本文 |
○ ○ ○ ○

感染症患者移送で協定締結/県宮古保健所と市消防本部
エボラ出血熱以外は県内初
県宮古保健所(山川宗貞所長)と市消防本部(来間克消防長)は26日、同本部で宮古保健所管内における感染症患者移送協力に関する協定書を締結した。複数の感染症患者が発生した際など、保健所単独で移送が困難な場合を想定し締結された。エボラ出血熱以外の感染症患者の移送協力ができる内容の協定は県内初。
移送対象となる感染症はエボラ出血熱などの1類感染症、中東呼吸器症候群(MERS)などの2類感染症、新型インフルエンザ等の感染症患者(疑いも含む)。
同保健所管内でこれらの感染症患者が発生した場合、原則としては保健所が対応するが、対応が困難な場合は市消防本部が移送のための人員派遣で協力する。
締結式で山川所長は「クルーズ船の寄港数増加などにより、直に外国から観光客が入る。基本的には国の検疫があるが、宮古島にはないので、県も協力して移送する」と話した。
来間消防長は「近年、外国からの来島者も多い。そのケアも必要。消防も保健所などと連携し、どこでどのような感染症が発生しているかなどを勉強し、対処していきたい」と述べた。
対象となる感染症患者を市消防本部の救急車などで移送した場合、移送後の除染は県宮古保健所で行う。また、対応する消防署員のための防護服なども同保健所で提供するという。
今後、宮古保健所と市消防本部は合同で訓練や勉強会を実施する予定で、世界各地での感染症発生などの状況を共有する。
協定書の内容は▽移送の対象▽移送協力の要請▽移送先▽適切な感染防御による移送体制▽移送車の手配▽移送後の対応-など、12項目にわたっている。

○ ○ ○ ○

データ内容 |
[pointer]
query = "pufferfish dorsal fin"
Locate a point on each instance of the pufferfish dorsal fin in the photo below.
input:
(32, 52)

○ ○ ○ ○

練習問題 1 | 本文のうち、「移送対象となる感染症はエボラ」を含む語句で始まり「も同保健所で提供するという。」で終わる部分を、「救急車」を「消防車」に入れ替えて書き直しなさい。
練習問題 2 |
次の(a)〜(c)が本文の内容と合っているかどうかを答え、それぞれ判断の根拠となる本文の語句をそのまま引用しなさい。
(a) 協定では、中東呼吸器症候群(MERS)などの2類感染症の患者も移送の対象になる。
(b) 移送後の除染は市消防本部が行う。
(c) 協定書の内容は10項目にわたっている。
データは解答にはまったく使いません。

解答例 1 |
移送対象となる感染症はエボラ出血熱などの1類感染症、中東呼吸器症候群(MERS)などの2類感染症、新型インフルエンザ等の感染症患者(疑いも含む)。
同保健所管内でこれらの感染症患者が発生した場合、原則としては保健所が対応するが、対応が困難な場合は市消防本部が移送のための人員派遣で協力する。
締結式で山川所長は「クルーズ船の寄港数増加などにより、直に外国から観光客が入る。基本的には国の検疫があるが、宮古島にはないので、県も協力して移送する」と話した。
来間消防長は「近年、外国からの来島者も多い。そのケアも必要。消防も保健所などと連携し、どこでどのような感染症が発生しているかなどを勉強し、対処していきたい」と述べた。
対象となる感染症患者を市消防本部の消防車などで移送した場合、移送後の除染は県宮古保健所で行う。また、対応する消防署員のための防護服なども同保健所で提供するという。

解答例 2 |
(a) 合っている。「中東呼吸器症候群(MERS)などの2類感染症」
(b) 合っていない。「移送後の除染は県宮古保健所で行う」
(c) 合っていない。「12項目にわたっている」